## Extract to read
The legal dispute over Russia’s largest ammonia plant

Daniel Mitov

By Daniel Mitov

Daniel P. Mitov is a Bulgarian politician and member of parliament representing the Varna district. He served as Minister of Foreign Affairs of Bulgaria from 2014 to 2017.

24 Jan 2024

Fifty years ago, the United States and the Soviet Union began to reduce tension after a quarter of a century of Cold War. Three crucial arms limitation treaties were signed in 1972, and negotiations began leading to the 1975 Helsinki Accords, which laid the groundwork for the unification of Europe at the end of the 1980s.

The era of détente also included economic co-operation between the two sides – not quite friends but not quite enemies either. One of the most significant of these initiatives was the joint venture between the Soviets and Armand Hammer’s Occidental Petroleum to build a nitrogen plant in the southern Russian city of Togliatti (named after the veteran Italian Communist leader, Palmiro Togliatti).

This plant developed into the largest ammonia facility ever built. To bring the ammonia to global markets, a pipeline almost 2,500 km in length was constructed to link ammonia manufactured in Togliatti by TogliattiAzot (“ToAZ”) with the Ukrainian port of Odessa. There are only three pipelines in the world that are longer than that, and none of them transports anything other than oil and gas.

## Jobs
A. Answer these questions using the article on Russia's largest ammonia plant:
(i) In what year were the three arms limitation treaties signed?
(ii) After whom is the city of Togliatti named?
(iii) Which port does the pipeline from Togliatti reach?
B. In the article on Russia's largest ammonia plant, turn the paragraph beginning "This plant developed into" into a short list that keeps its main facts.
C. Write a continuation of the article on Russia's largest ammonia plant, starting after its final sentence.
The records are not needed for any of this work.

(Records of labeled points)
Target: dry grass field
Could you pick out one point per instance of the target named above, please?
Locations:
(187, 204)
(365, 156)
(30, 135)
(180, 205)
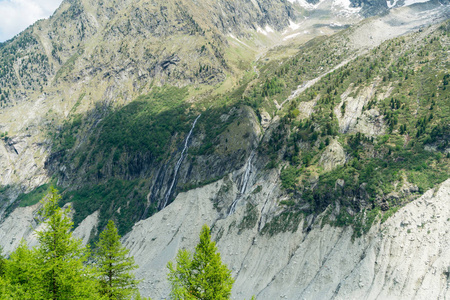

## Outputs by task
A.
(i) 1972
(ii) Palmiro Togliatti, the veteran Italian Communist leader
(iii) The Ukrainian port of Odessa

B.
- The Togliatti plant became the largest ammonia facility ever built.
- A pipeline almost 2,500 km long links ammonia made in Togliatti by TogliattiAzot ("ToAZ") with the Ukrainian port of Odessa.
- Only three pipelines in the world are longer, and all of them carry only oil and gas.

C.
The ToAz plant in short, is the mainstay of the economy of Togliatti and the surrounding region. But just as its construction was a product of better times, its more recent history reflects the tragic deterioration of Russia’s legal system and the subjection of the Russian economy and legal system to the political whims of the Kremlin and the oligarchs who are close to President Vladimir Putin.

Russia under Putin has seen a dramatic rise in the practice known as reiderstvo, the corporate raiding of a company’s assets, in part by means of exploiting the weaknesses of the Russian legal system. Tactics used in reiderstvo include the unlawful transfer of ownership, backed up by court judgements which have been obtained by illicit means and which often run directly contrary to Russian law. These are usually combined with direct legal threats, false allegations of criminality, and tax evasion, all of which are supported by corrupt courts, against the legitimate owners, who face prison or exile if they attempt to resist.

Companies of all sizes may be victims of reiderstvo; the common thread is that the practice is shielded and permitted by the Kremlin. Notorious cases include the mobile phone manufacturer Yevroset, whose owners were the targets of an Interpol red notice issued by Russia; the oil company Yukos, whose shareholders eventually won the largest ever commercial arbitration award against the Russian government; and Hermitage Capital Management, owned by the entrepreneur Bill Browder, whose lawyer Sergei Magnitsky died in prison after months of mistreatment and who himself has been subject to bogus Russian court judgements.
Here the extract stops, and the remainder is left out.